● Exercise goal
Answer these from the text on pipelines and grid search:
1. Which max_depth value did the grid search pick as best for the decision tree?
2. How many cross-validation folds does the grid search use?
3. How many features does the breast_cancer dataset contain?

● Text section
Now let’s try the model we prepared with DecisionTreeClassifier()
:
IN[9]
pipe_dt = Pipeline([
('columntransform', ct),
('dt', DecisionTreeClassifier()),
])
param_grid_dt={'dt__max_depth':[2,3,4,5,6,7,8]}
gs_dt =GridSearchCV(pipe_dt,param_grid_dt,cv=5)
gs_dt.fit(x_train,y_train)
test_score_dt = gs_dt.score(x_test,y_test)
print("test score:",test_score_dt)
print("best parameters: ",gs_dt.best_params_)
print("best score: ", gs_dt.best_score_)
OUT[9]
test score: 0.9198333333333333
best parameters: {'dt__max_depth': 2}
best score: 0.9188750000000001
The _maxdepth values we selected were fit one by one and the most successful one was determined by grid search.
5. Pipeline with Feature Selection
As mentioned in the introduction, using the pipeline and GridSearchCV is a very effective way to evaluate hyperparameter combinations and compile them easily. It is very useful not only for data preprocessing and algorithms but also for data cleaning(SimpleImputer
), feature processing(SelectKBest
, SelectPercentile
, more information click here), etc. Now let’s apply the following to the breast_cancer dataset containing 30 features:
— Standardization to numerical values with StandardScaler()

● Given information
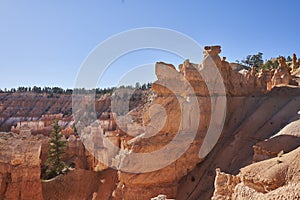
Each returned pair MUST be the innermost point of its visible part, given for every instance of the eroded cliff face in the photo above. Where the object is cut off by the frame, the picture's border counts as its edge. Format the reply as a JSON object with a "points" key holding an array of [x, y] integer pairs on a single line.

● Exercise solution
1. 2
2. 5
3. 30